WRITTEN REQUEST | Report how many lines of the data contain the word "grass", and give only that number.

[Dataset rows]
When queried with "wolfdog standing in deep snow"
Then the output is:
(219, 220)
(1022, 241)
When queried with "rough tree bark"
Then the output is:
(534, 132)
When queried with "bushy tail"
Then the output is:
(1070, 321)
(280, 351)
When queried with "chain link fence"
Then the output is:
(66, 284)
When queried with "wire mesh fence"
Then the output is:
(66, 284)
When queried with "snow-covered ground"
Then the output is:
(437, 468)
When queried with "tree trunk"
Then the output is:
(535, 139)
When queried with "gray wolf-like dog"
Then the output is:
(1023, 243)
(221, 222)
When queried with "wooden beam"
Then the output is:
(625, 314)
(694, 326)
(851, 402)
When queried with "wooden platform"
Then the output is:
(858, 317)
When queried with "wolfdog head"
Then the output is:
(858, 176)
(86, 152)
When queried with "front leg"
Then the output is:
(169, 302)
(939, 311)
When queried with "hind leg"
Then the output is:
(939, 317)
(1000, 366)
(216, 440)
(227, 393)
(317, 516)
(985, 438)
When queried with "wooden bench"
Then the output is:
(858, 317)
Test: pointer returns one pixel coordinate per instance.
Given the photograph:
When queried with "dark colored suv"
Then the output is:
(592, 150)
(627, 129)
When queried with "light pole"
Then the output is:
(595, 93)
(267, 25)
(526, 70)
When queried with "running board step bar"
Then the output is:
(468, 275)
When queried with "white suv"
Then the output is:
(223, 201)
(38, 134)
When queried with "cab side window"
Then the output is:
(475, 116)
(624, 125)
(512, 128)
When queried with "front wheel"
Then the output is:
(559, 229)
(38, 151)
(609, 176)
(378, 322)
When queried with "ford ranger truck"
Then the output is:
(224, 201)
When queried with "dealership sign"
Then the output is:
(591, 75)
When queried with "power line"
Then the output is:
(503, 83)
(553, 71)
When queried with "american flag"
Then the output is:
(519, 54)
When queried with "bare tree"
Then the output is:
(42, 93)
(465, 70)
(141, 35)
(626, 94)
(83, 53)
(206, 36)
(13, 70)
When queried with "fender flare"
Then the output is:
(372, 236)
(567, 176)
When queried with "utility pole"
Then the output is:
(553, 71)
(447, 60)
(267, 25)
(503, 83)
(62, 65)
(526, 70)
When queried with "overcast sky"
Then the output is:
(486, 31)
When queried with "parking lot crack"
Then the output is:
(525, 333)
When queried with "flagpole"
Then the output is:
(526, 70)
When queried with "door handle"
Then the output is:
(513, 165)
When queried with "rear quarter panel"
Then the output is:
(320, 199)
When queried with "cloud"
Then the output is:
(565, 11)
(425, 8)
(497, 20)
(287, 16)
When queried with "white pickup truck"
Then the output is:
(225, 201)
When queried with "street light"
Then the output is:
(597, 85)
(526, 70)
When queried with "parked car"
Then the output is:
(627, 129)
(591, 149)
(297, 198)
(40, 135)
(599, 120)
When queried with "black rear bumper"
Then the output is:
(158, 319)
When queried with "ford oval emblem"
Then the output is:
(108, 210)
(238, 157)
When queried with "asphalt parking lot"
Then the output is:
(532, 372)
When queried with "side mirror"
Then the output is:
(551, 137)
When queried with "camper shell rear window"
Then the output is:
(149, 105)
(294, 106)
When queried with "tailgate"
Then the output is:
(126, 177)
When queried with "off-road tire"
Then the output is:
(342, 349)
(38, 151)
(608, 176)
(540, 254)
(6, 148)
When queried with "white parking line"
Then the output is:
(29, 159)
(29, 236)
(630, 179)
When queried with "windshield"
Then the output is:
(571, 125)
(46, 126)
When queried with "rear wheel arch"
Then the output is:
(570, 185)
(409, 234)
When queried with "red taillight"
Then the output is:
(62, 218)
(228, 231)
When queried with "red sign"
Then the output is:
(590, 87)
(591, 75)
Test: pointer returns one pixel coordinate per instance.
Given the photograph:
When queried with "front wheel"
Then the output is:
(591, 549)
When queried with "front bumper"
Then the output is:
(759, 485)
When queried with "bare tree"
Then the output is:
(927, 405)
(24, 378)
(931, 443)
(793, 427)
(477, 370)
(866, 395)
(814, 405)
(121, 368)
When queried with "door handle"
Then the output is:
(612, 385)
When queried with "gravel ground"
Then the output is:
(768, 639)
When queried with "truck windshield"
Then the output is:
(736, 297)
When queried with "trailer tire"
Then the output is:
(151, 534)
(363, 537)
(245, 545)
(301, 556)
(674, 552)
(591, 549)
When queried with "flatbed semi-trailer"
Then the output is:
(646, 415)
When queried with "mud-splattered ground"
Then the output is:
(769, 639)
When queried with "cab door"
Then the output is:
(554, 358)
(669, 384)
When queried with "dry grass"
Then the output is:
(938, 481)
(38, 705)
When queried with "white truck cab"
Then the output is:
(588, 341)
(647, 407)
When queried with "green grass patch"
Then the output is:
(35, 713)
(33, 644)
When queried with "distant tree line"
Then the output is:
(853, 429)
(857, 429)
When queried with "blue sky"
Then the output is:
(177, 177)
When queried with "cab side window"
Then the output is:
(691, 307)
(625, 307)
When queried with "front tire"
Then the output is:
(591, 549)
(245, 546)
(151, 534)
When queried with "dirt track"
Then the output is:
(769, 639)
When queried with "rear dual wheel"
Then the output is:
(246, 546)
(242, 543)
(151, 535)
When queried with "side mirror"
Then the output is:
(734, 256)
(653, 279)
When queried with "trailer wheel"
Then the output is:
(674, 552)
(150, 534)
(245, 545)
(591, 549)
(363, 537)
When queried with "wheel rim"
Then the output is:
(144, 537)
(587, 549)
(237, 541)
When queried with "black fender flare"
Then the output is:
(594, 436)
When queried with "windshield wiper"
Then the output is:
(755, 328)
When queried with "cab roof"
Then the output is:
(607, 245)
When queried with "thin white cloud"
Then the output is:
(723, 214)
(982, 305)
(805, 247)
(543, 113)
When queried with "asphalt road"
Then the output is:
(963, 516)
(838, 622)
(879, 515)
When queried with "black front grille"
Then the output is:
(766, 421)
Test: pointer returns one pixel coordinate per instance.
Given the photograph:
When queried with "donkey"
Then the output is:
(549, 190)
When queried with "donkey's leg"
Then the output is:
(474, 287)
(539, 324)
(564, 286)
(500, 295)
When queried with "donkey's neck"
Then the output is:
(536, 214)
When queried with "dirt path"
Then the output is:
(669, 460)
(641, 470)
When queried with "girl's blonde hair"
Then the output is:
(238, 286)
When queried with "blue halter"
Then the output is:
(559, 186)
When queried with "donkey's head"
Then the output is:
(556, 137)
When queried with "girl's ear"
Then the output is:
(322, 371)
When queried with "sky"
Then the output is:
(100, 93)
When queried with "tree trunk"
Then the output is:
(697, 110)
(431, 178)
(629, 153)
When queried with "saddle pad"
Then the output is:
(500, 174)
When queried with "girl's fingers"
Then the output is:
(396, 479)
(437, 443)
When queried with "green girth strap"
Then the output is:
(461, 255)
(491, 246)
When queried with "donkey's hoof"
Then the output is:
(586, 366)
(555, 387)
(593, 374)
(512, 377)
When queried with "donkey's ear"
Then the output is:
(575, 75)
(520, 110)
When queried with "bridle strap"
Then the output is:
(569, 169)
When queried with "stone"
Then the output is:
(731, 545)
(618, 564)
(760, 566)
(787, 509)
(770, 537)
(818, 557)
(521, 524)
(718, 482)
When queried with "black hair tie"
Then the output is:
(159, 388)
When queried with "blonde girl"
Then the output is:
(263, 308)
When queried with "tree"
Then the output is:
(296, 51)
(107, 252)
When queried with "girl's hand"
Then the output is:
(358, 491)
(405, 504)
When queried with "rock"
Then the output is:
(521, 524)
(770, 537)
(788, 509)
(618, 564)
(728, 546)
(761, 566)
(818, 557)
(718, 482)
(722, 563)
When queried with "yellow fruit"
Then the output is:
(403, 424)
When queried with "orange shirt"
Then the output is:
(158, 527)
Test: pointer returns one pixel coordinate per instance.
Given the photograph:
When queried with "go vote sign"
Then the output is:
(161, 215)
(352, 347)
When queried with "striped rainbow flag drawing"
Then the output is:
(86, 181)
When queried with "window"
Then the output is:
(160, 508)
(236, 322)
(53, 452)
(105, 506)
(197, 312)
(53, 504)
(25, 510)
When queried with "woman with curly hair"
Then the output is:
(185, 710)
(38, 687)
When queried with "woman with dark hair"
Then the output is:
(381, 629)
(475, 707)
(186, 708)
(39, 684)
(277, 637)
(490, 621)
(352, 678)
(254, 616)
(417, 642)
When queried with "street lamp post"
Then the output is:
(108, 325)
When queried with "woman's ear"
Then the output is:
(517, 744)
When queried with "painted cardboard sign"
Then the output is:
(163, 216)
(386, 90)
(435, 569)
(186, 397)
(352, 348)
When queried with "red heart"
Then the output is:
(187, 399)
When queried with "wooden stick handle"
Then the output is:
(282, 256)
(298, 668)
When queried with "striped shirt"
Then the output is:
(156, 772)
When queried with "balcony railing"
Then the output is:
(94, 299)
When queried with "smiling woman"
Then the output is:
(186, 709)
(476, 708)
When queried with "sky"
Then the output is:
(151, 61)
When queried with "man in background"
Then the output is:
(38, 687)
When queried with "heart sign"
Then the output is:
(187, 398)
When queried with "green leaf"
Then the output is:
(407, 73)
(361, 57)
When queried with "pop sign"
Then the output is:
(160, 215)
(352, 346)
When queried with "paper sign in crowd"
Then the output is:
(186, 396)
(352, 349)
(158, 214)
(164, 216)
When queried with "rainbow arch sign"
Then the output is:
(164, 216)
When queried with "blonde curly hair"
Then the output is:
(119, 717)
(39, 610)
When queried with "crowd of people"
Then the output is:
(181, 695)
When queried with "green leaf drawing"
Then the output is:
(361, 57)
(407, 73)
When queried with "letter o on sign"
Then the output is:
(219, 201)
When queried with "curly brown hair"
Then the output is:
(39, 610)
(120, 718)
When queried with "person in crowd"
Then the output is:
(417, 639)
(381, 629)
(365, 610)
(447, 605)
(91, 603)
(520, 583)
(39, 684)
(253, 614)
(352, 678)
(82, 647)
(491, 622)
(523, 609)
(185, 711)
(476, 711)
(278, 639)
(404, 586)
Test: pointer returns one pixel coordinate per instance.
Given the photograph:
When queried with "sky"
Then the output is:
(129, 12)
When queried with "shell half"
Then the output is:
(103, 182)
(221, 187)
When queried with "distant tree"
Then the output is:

THE ANSWER | 2